## What this task involves
Every picture should be left out, but the lines below must be repeated exactly.

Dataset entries
#####

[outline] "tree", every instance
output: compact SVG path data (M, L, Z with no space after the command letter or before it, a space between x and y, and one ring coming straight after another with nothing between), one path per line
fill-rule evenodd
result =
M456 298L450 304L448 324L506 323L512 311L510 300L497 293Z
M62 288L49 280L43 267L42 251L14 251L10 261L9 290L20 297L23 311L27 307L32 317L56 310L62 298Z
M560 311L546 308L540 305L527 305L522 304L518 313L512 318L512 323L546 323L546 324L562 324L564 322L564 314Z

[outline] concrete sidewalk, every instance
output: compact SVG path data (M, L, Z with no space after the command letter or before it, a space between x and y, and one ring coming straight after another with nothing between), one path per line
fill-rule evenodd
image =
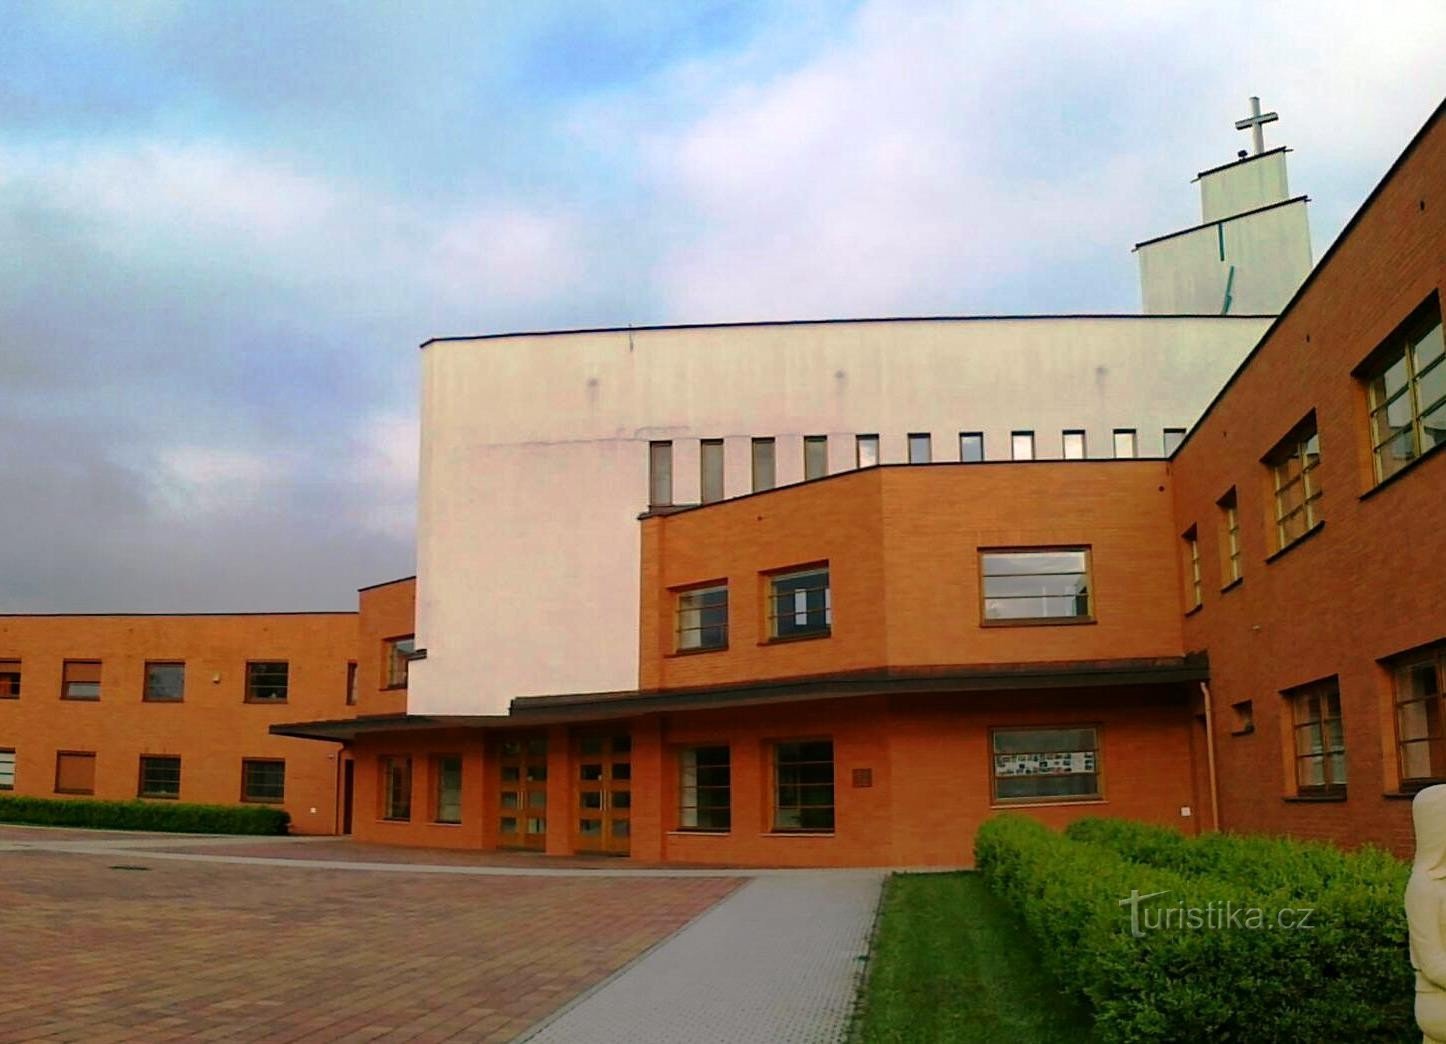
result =
M839 1041L885 876L831 871L754 878L521 1039Z

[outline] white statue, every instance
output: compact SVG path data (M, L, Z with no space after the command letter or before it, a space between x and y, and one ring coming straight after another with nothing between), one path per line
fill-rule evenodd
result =
M1406 885L1411 967L1416 969L1416 1025L1423 1044L1446 1044L1446 784L1411 802L1416 860Z

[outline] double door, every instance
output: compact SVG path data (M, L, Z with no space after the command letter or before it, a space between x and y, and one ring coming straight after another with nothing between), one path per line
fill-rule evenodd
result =
M627 855L633 815L633 744L626 733L586 733L573 745L579 852Z

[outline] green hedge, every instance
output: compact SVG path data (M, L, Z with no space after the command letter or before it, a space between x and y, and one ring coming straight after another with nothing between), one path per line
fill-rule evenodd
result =
M284 834L290 822L286 811L258 805L0 797L0 823L181 834Z
M1102 1040L1419 1039L1400 863L1376 854L1353 863L1340 854L1343 869L1321 869L1330 860L1313 849L1243 844L1255 859L1275 853L1270 872L1256 878L1259 867L1228 865L1228 845L1206 846L1198 862L1178 850L1213 839L1113 823L1072 833L1001 816L980 829L975 858L990 888L1020 913L1050 970L1091 1004ZM1303 888L1292 860L1327 883ZM1132 934L1120 904L1132 892L1166 893L1140 907L1156 918L1175 908L1177 920L1147 922L1142 936ZM1186 908L1208 916L1231 907L1264 911L1265 926L1246 927L1243 917L1223 928L1180 923ZM1313 910L1312 927L1273 927L1286 908Z

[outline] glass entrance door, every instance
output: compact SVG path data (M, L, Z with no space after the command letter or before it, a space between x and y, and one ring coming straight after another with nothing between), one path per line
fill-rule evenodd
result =
M498 742L497 847L547 847L547 737Z
M616 733L580 736L576 743L579 852L627 855L633 816L633 741Z

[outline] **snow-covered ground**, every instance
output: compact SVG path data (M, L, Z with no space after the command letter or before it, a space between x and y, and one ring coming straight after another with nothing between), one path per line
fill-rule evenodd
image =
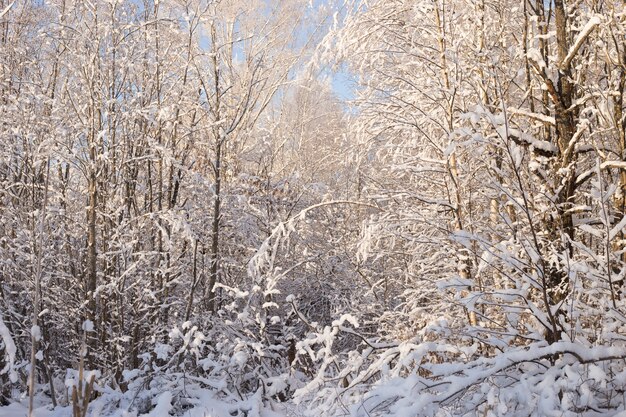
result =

#####

## Task response
[outline] "tree", every instance
output: compact SVG path data (M, L, Z with no space after the command letter or before it, a space between x and y, and one ring coming straight after another with nothing between), one path per line
fill-rule evenodd
result =
M456 298L450 304L448 324L506 323L512 311L510 300L497 293Z
M62 288L49 280L43 267L42 251L14 251L10 261L9 290L20 297L23 311L27 307L32 317L56 310L62 298Z
M560 311L546 308L540 305L527 305L522 304L518 313L512 318L512 323L546 323L546 324L562 324L564 322L564 314Z

[outline] concrete sidewalk, every instance
output: compact SVG path data (M, L, Z with no space after the command letter or before it, a space between x and y, and one ring coming straight after another with nothing between), one path per line
fill-rule evenodd
image =
result =
M839 1041L885 876L831 871L754 878L521 1039Z

[outline] white statue, every instance
output: compact SVG path data (M, L, Z with no space after the command letter or before it, a space between x and y, and one ring coming straight after another with nothing between), one path per line
fill-rule evenodd
result =
M1406 885L1411 967L1416 969L1416 1025L1423 1044L1446 1044L1446 784L1411 802L1416 860Z

[outline] double door, every instance
output: compact SVG path data (M, L, Z with no space after the command letter or before it, a space between x and y, and one ring coming straight after another with nothing between), one path per line
fill-rule evenodd
result =
M627 855L633 815L633 744L626 733L586 733L573 745L579 852Z

[outline] green hedge, every instance
output: compact SVG path data (M, L, Z with no space after the command letter or before it, a space between x and y, and one ring coming straight after another with nothing between), one path per line
fill-rule evenodd
result =
M284 834L290 822L286 811L258 805L0 797L0 823L181 834Z
M1102 1040L1419 1039L1400 863L1376 854L1353 863L1340 854L1343 869L1321 869L1330 860L1313 849L1243 844L1255 859L1275 853L1270 872L1256 878L1259 867L1228 865L1228 845L1206 846L1198 862L1178 850L1213 839L1113 823L1072 833L1001 816L980 829L975 858L990 888L1020 913L1050 970L1091 1004ZM1303 888L1292 860L1327 883ZM1132 934L1120 904L1132 892L1166 893L1140 907L1156 918L1175 908L1177 920L1147 922L1142 936ZM1186 908L1208 916L1231 907L1264 911L1265 926L1246 927L1243 917L1223 928L1180 923ZM1313 910L1312 927L1273 927L1286 908Z

[outline] glass entrance door, every instance
output: compact SVG path data (M, L, Z with no space after the command letter or before it, a space between x and y, and one ring coming straight after another with nothing between), one path per line
fill-rule evenodd
result =
M498 742L497 847L547 847L547 737Z
M616 733L580 736L576 743L579 852L627 855L633 816L633 741Z

[outline] **snow-covered ground**, every instance
output: compact SVG path data (M, L, Z with no space after the command letter or before it, a space between x and y, and one ring coming straight after another with nothing between), one path per line
fill-rule evenodd
image =
result =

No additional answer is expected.